**DIRECTIONS:** Copy the data below, switching every "disc" to "circle" and changing nothing else.

-- Begin INFORMATION SUPPLIED --

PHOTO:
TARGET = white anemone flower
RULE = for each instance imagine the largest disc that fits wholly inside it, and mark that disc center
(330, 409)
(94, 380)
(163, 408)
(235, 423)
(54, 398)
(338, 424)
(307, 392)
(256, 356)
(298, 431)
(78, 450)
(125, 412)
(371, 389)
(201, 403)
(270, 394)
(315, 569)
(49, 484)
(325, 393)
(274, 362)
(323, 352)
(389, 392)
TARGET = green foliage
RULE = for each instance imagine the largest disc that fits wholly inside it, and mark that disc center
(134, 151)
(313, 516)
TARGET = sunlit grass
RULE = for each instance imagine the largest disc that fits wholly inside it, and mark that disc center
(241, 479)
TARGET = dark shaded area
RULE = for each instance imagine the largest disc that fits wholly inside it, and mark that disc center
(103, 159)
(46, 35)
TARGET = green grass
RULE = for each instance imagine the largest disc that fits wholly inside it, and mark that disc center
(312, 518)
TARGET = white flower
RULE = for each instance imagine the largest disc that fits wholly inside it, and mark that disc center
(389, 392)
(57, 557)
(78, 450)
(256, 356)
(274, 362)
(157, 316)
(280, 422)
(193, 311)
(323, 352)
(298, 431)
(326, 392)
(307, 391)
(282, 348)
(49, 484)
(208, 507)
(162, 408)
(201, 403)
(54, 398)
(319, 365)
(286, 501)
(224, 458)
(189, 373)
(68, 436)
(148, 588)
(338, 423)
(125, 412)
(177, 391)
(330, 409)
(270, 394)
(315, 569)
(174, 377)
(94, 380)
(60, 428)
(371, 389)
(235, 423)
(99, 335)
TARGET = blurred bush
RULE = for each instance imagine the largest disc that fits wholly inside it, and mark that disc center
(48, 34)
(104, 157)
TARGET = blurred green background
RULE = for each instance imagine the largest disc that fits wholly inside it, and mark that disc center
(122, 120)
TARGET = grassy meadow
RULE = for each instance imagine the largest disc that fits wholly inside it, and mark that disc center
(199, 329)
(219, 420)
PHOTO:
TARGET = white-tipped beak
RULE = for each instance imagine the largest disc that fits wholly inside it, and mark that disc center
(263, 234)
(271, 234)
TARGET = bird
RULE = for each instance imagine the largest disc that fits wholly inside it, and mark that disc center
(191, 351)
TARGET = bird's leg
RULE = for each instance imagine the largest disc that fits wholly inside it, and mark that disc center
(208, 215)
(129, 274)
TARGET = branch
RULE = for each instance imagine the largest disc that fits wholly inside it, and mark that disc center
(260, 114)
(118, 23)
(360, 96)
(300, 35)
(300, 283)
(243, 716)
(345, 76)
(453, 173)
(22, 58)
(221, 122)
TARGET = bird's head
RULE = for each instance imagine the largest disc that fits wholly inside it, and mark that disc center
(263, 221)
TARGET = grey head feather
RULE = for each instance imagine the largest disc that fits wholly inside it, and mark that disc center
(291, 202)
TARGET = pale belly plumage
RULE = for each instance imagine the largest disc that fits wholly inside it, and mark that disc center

-- End INFORMATION SUPPLIED --

**THE RESPONSE:**
PHOTO:
TARGET = white anemone flower
RULE = for each instance imagine the largest circle that fits wholly inside it, and mark that circle center
(330, 409)
(94, 380)
(163, 408)
(235, 423)
(54, 398)
(338, 424)
(307, 392)
(256, 356)
(298, 431)
(78, 450)
(125, 412)
(371, 389)
(201, 403)
(270, 394)
(315, 569)
(49, 484)
(325, 393)
(274, 362)
(323, 352)
(389, 392)
TARGET = green foliage
RULE = for each instance imagine the largest circle that fits wholly inside it, and mark that circle center
(134, 151)
(313, 516)
TARGET = sunlit grass
RULE = for each instance imagine the largest circle that fits wholly inside it, and mark that circle center
(241, 479)
TARGET = dark shaded area
RULE = for each instance imagine the largest circle that fits wholly inside it, and mark that circle center
(103, 159)
(46, 35)
TARGET = green grass
RULE = for each instance imagine the largest circle that fits wholly inside it, and mark that circle center
(312, 518)
TARGET = white flower
RULE = for each instance imagine the largest circle that fits wholly inside it, and mark that circle center
(389, 392)
(57, 557)
(78, 450)
(256, 356)
(274, 362)
(157, 316)
(280, 422)
(193, 311)
(323, 352)
(298, 431)
(326, 392)
(307, 391)
(282, 348)
(49, 484)
(208, 507)
(162, 408)
(201, 403)
(54, 398)
(319, 365)
(286, 501)
(224, 458)
(189, 373)
(68, 436)
(148, 588)
(338, 423)
(125, 412)
(177, 391)
(330, 409)
(270, 394)
(315, 569)
(174, 377)
(94, 380)
(60, 428)
(371, 389)
(235, 423)
(99, 335)
TARGET = blurred bush
RULE = for each instance imagine the largest circle that fits wholly inside it, and mark that circle center
(48, 34)
(104, 157)
TARGET = blurred green background
RULE = for each instance imagine the largest circle that fits wholly inside it, and mark that circle center
(122, 120)
TARGET = grassy meadow
RULE = for each instance imagine the largest circle that fits wholly inside it, and mark that circle center
(199, 329)
(219, 420)
PHOTO:
TARGET = white-tipped beak
RULE = for each instance imagine the largest circle that fits wholly inside it, and mark that circle center
(263, 234)
(271, 234)
TARGET = bird
RULE = for each instance imagine the largest circle that fits wholly inside it, and mark that circle center
(191, 351)
TARGET = bird's leg
RULE = for each instance imagine the largest circle that fits wholly inside it, and mark that circle center
(208, 215)
(129, 274)
TARGET = branch
RULE = for each instance imagine the largest circle that fits wholly inside it, and mark that circle center
(260, 114)
(118, 23)
(360, 96)
(300, 35)
(300, 283)
(243, 716)
(345, 76)
(453, 173)
(22, 58)
(221, 122)
TARGET = bird's head
RULE = for each instance imagine the largest circle that fits wholly inside it, and mark that circle center
(263, 221)
TARGET = grey head feather
RULE = for each instance imagine the largest circle that fits wholly inside it, and mark that circle center
(291, 202)
TARGET = pale belly plumage
RULE = for each instance imagine the largest circle that fits wholly inside it, and mark that circle center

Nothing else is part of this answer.